### GIVEN RECORDS
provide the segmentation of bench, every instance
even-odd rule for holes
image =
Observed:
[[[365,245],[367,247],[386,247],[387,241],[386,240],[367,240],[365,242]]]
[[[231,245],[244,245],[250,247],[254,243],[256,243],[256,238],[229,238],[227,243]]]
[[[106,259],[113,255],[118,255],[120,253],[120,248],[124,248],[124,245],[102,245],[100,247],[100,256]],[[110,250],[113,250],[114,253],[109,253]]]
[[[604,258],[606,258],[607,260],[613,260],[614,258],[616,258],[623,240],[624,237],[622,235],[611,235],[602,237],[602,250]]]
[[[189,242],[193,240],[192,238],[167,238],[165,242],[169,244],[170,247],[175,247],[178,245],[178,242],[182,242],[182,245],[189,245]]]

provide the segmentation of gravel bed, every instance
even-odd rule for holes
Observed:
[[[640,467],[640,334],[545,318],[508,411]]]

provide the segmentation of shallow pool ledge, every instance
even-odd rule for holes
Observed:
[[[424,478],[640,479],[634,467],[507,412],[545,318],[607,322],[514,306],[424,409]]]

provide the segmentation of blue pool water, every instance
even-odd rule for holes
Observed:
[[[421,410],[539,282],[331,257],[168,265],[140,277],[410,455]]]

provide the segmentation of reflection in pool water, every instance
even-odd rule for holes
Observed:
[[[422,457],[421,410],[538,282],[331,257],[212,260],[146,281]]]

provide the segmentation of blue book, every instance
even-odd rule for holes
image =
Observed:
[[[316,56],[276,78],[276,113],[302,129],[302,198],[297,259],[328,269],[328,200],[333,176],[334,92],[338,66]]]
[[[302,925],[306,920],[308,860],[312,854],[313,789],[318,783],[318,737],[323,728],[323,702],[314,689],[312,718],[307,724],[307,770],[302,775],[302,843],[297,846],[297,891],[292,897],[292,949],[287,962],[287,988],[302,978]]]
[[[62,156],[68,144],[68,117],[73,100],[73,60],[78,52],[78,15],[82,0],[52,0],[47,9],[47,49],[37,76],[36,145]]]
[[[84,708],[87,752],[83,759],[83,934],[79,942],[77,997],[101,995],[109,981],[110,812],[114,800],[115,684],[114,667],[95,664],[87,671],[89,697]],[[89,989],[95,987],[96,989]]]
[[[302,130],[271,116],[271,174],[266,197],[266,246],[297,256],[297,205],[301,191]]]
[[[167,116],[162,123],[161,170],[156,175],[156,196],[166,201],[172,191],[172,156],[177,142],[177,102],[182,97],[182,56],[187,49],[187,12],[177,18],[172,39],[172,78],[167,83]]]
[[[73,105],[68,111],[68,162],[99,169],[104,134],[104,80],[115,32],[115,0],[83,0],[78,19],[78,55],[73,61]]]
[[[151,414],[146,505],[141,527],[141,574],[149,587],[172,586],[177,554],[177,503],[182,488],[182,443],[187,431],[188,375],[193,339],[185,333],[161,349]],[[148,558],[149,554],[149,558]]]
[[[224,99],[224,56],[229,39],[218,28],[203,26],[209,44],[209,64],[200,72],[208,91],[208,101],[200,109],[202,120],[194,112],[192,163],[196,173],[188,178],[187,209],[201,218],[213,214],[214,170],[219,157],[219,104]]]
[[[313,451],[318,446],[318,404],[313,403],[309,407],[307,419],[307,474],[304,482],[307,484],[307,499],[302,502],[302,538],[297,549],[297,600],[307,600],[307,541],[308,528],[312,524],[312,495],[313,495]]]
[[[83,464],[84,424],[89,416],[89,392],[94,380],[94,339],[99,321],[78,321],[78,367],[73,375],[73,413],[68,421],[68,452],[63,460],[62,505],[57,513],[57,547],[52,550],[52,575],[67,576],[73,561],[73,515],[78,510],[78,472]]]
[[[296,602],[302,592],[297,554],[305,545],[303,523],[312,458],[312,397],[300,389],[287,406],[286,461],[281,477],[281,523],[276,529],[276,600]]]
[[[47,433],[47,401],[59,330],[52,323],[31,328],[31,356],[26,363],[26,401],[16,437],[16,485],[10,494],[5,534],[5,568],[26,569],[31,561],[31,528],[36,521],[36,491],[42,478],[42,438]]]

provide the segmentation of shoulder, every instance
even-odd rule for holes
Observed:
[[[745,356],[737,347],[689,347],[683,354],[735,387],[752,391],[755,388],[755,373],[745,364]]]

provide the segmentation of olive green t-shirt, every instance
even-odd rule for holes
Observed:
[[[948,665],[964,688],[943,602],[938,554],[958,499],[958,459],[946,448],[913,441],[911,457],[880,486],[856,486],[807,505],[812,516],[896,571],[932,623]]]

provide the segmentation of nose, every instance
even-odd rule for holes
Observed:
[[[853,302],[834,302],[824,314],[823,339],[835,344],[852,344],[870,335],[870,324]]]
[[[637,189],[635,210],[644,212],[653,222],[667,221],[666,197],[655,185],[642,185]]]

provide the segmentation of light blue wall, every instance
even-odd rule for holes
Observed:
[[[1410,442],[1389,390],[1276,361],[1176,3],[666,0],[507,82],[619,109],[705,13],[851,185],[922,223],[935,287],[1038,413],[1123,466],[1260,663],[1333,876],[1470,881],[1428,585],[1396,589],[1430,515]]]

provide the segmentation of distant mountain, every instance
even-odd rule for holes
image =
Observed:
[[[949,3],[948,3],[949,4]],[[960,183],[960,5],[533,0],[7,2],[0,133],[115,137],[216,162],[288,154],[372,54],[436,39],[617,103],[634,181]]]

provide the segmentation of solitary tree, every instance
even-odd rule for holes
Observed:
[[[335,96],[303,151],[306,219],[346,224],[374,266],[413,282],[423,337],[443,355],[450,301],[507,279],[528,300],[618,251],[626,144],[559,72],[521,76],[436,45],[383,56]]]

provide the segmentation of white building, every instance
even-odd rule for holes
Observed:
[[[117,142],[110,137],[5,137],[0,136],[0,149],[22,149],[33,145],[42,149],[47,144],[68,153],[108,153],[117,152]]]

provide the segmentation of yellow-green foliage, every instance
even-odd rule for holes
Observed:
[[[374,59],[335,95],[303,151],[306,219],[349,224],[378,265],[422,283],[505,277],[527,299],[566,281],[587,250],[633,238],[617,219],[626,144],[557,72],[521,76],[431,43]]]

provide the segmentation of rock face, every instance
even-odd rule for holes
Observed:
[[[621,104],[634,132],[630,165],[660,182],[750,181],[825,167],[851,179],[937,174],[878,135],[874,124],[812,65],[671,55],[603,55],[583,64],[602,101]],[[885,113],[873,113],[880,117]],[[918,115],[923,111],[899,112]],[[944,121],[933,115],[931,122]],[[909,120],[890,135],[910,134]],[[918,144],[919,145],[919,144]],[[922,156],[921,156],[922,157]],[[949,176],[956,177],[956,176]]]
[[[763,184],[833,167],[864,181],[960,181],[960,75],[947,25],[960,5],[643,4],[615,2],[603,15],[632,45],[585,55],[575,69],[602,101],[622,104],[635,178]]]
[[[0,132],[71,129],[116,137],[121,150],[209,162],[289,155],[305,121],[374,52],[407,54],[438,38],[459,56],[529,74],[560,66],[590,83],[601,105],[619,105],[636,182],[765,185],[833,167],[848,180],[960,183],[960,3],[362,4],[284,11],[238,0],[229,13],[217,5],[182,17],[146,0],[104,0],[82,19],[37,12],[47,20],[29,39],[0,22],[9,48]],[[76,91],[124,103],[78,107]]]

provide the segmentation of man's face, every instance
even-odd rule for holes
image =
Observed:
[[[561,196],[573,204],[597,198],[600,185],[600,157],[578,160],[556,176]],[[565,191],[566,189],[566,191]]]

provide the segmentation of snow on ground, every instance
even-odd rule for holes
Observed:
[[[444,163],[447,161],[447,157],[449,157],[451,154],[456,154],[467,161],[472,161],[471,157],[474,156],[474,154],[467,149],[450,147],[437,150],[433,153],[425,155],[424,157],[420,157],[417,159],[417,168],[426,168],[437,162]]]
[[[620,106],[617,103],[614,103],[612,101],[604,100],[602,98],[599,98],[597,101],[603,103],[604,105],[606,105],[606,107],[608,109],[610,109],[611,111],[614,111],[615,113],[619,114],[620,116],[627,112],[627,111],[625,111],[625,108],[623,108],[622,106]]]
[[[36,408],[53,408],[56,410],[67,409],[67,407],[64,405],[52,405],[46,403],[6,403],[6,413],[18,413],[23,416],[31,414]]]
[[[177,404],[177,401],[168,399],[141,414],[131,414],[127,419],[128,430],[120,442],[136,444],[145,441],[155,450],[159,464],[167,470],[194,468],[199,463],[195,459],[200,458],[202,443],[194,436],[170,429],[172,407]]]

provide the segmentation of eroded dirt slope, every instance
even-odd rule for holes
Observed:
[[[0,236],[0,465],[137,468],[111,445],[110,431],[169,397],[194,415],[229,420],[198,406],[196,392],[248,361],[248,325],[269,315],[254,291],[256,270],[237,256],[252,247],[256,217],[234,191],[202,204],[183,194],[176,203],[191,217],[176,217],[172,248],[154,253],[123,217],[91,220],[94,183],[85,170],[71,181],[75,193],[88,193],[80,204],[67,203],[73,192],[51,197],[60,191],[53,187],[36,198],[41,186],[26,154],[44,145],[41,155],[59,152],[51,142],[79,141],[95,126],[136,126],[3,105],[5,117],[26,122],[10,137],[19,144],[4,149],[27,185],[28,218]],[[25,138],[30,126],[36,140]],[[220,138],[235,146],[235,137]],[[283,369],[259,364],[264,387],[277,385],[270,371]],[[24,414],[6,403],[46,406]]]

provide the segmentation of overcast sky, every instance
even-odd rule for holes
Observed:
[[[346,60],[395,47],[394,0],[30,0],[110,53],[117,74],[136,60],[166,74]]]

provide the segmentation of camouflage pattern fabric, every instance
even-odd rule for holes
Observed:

### REQUIREMENT
Where a line above contains the word "blue", copy that line.

### ANSWER FOR THE TASK
provide the segmentation of blue pool water, every instance
provide the segmentation of blue book, every instance
provide the segmentation of light blue wall, every instance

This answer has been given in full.